Passage shown |

Each Sunday after Kristin’s mom confided to me, “I’m going to be a grandma,” I would check during mass to see how Kristin’s pregnancy was progressing. Kristin and Ken’s baby would be welcome — the first grandchild — coming into the world with a mommy and a daddy, doting grandparents, aunts and uncles in abundance. It all seemed so normal and right — the way it ought to be for every baby.

Having a baby is always a step into the unknown. There are no guarantees, but this baby seemed destined to be born to healthy parents and well-cared for, both emotionally and materially. To my way of thinking, little Olivia would be born under the protection of God’s umbrella. She would have what God had planned for every baby.

Children are not dropped out of the sky but are born into families, to be nurtured by a mother and a father. Nor do they come without instructions. In fact, God has really gone out of His way to provide a manual for living, not leaving us to our own devices. He has sent us his son, Jesus Christ, and the guidance of Scripture.

Some might say we should call the Ten Commandments the “ten prohibitions.” “Thou shalt not!” Thou shalt not!” Thou shalt not!” Whatever happened to freedom? Whatever happened to choice? How limiting they are! But, like the Operator’s Manual for your automobile, the Ten Commandments are instructions from the Maker and are ignored at our peril.

[Items from a data source]
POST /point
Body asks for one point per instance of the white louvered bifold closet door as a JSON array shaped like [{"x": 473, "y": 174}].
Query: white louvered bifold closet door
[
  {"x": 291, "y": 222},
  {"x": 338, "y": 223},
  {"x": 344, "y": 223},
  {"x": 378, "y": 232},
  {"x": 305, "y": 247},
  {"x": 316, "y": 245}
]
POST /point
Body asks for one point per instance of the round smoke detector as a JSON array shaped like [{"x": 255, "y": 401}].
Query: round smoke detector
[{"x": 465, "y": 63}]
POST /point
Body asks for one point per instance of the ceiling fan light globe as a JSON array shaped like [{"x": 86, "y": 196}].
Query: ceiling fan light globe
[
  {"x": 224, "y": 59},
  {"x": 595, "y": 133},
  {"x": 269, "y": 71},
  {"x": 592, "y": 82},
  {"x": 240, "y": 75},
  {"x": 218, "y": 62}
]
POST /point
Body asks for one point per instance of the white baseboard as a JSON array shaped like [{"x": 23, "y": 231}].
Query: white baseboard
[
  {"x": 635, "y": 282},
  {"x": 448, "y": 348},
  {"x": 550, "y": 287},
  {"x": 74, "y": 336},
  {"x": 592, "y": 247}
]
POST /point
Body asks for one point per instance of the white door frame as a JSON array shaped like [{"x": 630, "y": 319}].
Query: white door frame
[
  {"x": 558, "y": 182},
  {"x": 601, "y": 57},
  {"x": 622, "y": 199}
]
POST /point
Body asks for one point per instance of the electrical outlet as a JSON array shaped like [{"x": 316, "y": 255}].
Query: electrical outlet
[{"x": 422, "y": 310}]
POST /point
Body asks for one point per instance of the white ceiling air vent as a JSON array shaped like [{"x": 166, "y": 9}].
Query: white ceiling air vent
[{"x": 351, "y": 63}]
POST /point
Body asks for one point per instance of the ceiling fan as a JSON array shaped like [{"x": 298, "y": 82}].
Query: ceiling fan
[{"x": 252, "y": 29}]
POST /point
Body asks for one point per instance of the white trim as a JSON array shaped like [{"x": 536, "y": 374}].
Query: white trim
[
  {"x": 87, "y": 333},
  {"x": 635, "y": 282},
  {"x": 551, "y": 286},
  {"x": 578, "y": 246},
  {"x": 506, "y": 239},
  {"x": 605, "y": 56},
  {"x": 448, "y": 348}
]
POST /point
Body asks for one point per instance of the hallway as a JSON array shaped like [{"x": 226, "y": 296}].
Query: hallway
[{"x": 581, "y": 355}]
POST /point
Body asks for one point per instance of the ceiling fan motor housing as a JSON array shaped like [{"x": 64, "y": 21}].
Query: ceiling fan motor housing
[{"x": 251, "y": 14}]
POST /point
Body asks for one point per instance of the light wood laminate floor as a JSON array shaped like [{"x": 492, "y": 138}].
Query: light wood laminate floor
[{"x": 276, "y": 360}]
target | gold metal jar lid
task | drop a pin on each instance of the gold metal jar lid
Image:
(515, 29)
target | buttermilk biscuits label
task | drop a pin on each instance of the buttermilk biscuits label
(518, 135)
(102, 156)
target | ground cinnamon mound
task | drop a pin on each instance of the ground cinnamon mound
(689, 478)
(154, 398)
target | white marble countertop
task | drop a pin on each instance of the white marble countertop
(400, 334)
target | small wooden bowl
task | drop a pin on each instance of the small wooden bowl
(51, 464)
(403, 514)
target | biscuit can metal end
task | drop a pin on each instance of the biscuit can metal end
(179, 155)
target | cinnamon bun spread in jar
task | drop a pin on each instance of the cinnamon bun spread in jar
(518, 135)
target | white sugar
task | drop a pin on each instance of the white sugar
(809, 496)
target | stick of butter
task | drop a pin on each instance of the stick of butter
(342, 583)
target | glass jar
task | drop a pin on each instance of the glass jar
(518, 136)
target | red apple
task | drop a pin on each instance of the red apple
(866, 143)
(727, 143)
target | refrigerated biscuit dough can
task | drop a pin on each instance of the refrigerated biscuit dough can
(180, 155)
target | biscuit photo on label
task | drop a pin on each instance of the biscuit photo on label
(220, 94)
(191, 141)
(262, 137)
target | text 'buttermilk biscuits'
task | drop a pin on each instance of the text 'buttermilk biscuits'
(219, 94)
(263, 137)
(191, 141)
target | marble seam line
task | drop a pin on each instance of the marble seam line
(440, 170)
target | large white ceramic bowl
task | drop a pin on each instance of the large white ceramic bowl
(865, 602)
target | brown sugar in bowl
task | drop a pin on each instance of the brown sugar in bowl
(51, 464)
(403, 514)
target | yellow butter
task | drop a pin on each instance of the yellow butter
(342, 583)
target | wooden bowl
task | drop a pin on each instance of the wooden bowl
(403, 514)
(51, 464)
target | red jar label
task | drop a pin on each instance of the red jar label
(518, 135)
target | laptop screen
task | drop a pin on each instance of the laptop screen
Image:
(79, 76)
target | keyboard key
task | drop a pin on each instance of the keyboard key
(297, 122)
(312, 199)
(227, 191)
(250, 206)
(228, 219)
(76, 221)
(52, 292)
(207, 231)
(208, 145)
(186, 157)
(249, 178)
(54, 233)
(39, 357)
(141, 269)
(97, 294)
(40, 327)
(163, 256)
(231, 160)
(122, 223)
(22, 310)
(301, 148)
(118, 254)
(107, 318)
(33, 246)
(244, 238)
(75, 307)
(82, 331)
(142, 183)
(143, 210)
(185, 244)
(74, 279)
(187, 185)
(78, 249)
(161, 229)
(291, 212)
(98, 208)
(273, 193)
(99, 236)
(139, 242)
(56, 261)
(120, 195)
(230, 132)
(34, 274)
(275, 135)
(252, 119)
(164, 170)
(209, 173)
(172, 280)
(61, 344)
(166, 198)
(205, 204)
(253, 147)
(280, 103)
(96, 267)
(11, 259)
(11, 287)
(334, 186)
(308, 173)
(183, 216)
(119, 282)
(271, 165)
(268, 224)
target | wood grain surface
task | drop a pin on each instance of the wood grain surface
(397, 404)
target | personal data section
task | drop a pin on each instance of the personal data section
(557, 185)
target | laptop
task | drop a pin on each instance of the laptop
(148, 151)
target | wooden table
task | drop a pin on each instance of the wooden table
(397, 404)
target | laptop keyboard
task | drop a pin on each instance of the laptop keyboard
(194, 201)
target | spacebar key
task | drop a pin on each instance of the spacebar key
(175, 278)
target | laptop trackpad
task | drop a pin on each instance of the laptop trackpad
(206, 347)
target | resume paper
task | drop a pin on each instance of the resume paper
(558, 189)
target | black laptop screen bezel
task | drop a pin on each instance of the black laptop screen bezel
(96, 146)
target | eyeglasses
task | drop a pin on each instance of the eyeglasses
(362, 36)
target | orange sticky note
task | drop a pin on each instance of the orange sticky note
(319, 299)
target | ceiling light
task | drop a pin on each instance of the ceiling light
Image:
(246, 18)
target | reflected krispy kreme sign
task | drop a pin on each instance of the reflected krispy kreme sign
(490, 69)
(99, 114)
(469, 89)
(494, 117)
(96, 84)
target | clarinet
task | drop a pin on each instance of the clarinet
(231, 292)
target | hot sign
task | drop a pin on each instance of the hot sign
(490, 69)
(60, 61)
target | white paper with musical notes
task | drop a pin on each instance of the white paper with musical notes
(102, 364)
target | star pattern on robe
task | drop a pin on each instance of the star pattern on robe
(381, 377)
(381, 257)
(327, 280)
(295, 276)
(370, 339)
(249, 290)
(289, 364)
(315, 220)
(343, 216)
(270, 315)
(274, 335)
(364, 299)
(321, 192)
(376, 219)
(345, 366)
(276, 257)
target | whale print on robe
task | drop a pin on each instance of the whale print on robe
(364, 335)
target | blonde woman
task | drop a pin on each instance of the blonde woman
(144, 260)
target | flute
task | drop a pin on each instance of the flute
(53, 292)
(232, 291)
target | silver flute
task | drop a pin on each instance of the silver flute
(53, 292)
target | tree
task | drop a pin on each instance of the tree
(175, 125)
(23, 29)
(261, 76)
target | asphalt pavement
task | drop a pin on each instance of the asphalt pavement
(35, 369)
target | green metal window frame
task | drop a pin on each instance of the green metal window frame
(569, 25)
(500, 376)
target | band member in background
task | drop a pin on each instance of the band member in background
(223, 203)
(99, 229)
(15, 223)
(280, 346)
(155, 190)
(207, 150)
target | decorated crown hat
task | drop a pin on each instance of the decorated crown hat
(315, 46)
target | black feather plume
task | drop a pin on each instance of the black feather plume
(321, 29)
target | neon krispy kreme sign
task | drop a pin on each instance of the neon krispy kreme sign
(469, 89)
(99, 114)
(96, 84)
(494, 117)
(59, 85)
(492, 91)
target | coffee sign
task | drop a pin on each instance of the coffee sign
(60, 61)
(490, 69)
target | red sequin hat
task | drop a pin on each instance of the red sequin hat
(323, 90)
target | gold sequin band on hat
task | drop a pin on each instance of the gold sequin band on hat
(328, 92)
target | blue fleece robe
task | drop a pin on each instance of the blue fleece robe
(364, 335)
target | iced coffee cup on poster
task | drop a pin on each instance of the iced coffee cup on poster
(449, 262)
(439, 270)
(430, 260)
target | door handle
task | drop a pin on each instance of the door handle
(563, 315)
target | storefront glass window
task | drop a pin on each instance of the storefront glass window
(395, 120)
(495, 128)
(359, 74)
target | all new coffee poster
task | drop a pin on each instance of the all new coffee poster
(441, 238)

Problem set |
A) In the passage about Kristin's baby, what does the writer compare the Ten Commandments to?
B) Translate this sentence from the passage about Kristin's baby into Spanish: "Children are not dropped out of the sky but are born into families, to be nurtured by a mother and a father."
C) Continue the passage about Kristin's baby from its last sentence, keeping the same voice.

List of answers |
A) The Operator's Manual for your automobile.

B) Los niños no caen del cielo, sino que nacen en familias, para ser criados por una madre y un padre.

C)
Scripture repeatedly tells us to obey the Commandments “so that you may prosper.”

It is pretty clear that not stealing, lying or murdering works to the advantage of ourselves and society. It may not be as readily apparent that if we do not honor God and our mother and father we are the losers. But the commandment that is really getting short shrift these days is the one that says, “Thou shalt not commit adultery,” as well as the New Testament admonitions against divorce and impurity.

We rarely hear the biblical terms “adultery” and “fornication” anymore. Both forbid sex outside of marriage and are deemed so irrelevant today that many people cannot define them. In fact, it would seem that our liberal culture is working overtime to make these sins acceptable and politically correct. In place of the traditional family of a husband, wife, and children, we now have “families” which consist of any group, of any sex, that cohabits for any length of time. Those folks who still consider “living in sin” sinful are called religious fanatics, right-wing radicals, and homophobes.

Nevertheless, if everyone avoided adultery and fornication, we could eliminate sexually transmitted diseases in a single generation. What a simple solution to an out-of-control epidemic, not only of AIDS but of many other sexually transmitted diseases that were either unknown or not a real problem only a generation or two ago.

What we need are safe people, enjoying sex, protected by God’s umbrella, not “safe sex” and fornication, protected by a condom. Many pregnancies (or abortions) are the consequence of the failure of “safe sex” with a condom.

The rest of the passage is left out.